**ABOUT THIS EXERCISE**
Within the listing, each line that has the string "point" should be copied.

********************

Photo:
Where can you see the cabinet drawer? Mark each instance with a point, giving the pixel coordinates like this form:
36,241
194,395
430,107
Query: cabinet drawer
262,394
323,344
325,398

********************

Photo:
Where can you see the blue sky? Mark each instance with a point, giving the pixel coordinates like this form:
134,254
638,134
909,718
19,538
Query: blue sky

********************

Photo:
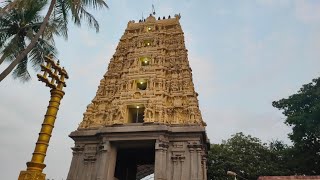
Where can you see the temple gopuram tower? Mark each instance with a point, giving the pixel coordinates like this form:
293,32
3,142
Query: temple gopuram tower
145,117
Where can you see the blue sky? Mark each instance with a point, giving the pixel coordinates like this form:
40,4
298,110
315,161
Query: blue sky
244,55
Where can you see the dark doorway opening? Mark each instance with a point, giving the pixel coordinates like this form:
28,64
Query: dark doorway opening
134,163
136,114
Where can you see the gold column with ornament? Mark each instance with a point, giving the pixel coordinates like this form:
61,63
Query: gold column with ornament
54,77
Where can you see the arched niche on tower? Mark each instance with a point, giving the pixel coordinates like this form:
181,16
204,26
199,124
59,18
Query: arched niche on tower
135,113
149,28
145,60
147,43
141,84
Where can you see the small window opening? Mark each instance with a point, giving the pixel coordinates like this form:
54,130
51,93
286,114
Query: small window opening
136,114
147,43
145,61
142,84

********************

**EXERCISE OUTPUT**
Where can you see the cabinet drawer? Mark each instance with a point, giving the pixel coordinates like this form:
Where can you see the blue sky? Mark each instance with a point, giving the pixel coordinates like this form:
Where can you see the temple gopuram tower? Mark each instance with a point, giving the pixel coordinates like this form:
Where can you see the blue sky? Mark each instance with a point, giving the pixel coordinates like this form:
Where can you see the dark doorway opening? Mark each instance with a point, giving the pixel coordinates like this form:
Where can you see the gold column with ornament? Mark each instance with a point, giving the pixel coordinates like this form:
Where can you see the arched niche on tower? Mark each instance with a point, giving the pixel coordinates like this form:
Where can you see the small window opening? Mark each instance with a point, giving the pixel coordinates like this form:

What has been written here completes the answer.